STATED EXERCISE: Set down the final stretch of the data, from the line that holds "oak coffer, writing" through the last line, both included, with pictures left out.

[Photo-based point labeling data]
■ ■ ■

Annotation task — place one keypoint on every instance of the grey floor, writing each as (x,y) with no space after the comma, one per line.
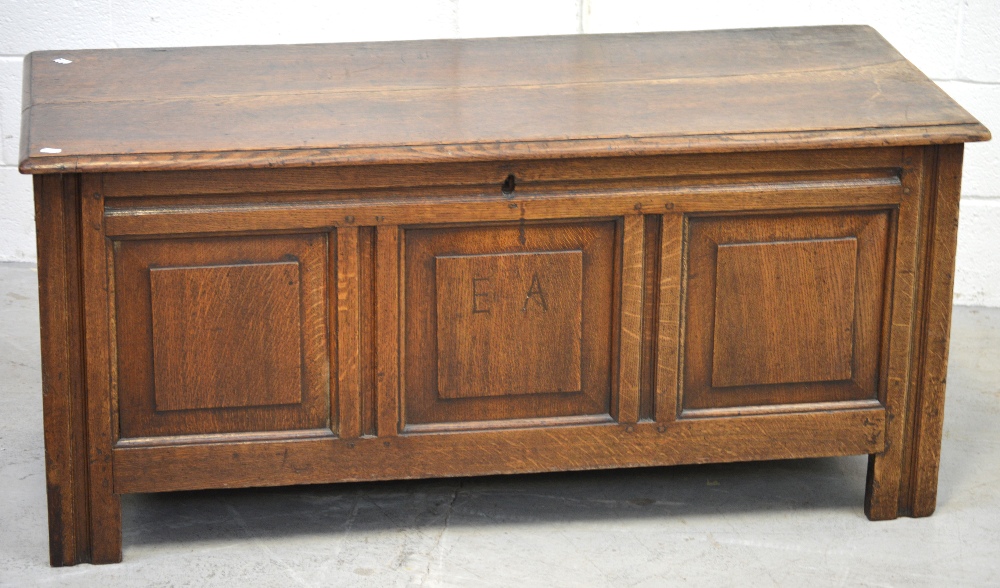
(788,523)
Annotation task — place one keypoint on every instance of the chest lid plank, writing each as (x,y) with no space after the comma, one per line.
(478,99)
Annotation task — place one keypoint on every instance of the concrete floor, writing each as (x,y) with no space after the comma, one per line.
(790,523)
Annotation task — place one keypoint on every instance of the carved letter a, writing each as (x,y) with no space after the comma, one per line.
(535,289)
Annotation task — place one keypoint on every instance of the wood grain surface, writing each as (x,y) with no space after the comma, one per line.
(181,108)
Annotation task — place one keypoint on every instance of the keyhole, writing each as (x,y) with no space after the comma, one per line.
(508,185)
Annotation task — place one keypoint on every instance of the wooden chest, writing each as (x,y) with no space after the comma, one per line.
(324,263)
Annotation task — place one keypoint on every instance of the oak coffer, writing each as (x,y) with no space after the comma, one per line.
(368,261)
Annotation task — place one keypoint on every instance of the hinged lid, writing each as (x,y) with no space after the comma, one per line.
(465,99)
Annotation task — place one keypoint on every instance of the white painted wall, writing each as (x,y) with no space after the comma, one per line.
(955,42)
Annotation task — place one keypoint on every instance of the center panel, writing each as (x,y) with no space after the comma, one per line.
(507,322)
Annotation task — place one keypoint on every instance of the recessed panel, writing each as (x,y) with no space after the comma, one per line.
(784,312)
(223,334)
(509,323)
(226,336)
(783,309)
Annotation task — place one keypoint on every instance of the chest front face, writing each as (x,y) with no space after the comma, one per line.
(597,292)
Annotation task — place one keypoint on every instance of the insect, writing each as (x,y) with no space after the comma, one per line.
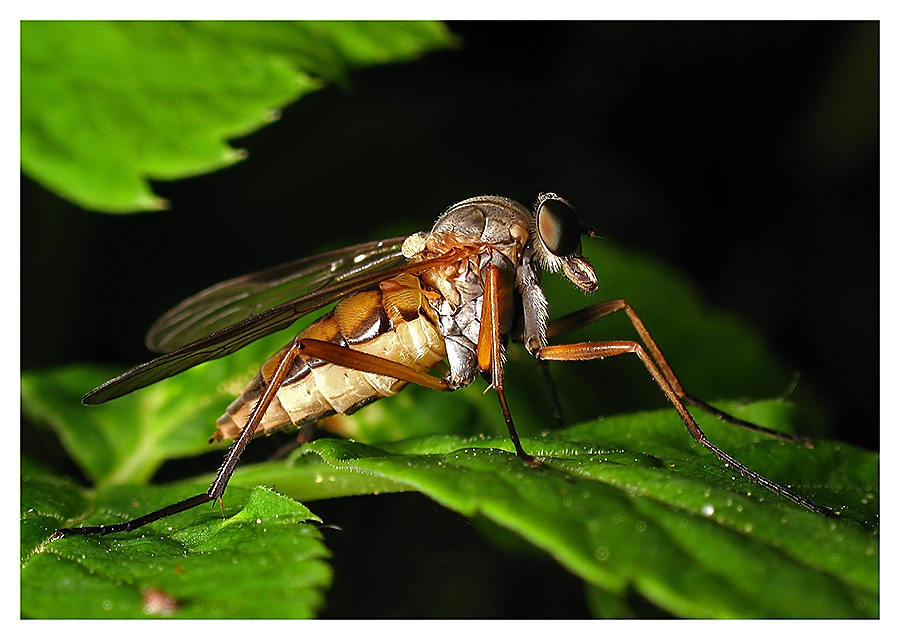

■ ■ ■

WORKED ANSWER:
Annotation task — place one keypoint on every instance of the oak coffer, writing each as (x,y) with no space after the comma, one per line.
(368,261)
Annotation task — place one keypoint on every instance of the hinged lid, writing each as (x,y) with no space after the comma, one per line.
(465,99)
Annotation task — place one keypoint on every instance of the white painted wall, writing each as (x,y) with no space after the comma, one per line.
(955,42)
Annotation task — place one keypoint on every instance of the center panel, writing each as (x,y) with no space after the comma, one per line.
(507,322)
Annotation task — place one keypoint on every instance of the recessed panel, writing each as (x,y) with no space after the comma, one per line.
(784,312)
(223,334)
(509,323)
(226,336)
(783,309)
Annotation task — place one keypoint on every instance of the chest front face, writing each as (x,y) with no space after the comma, one per line.
(597,292)
Annotation task — place one keypoint on every instance of the insect, writing each as (x,y) with no space after the comma, one per line.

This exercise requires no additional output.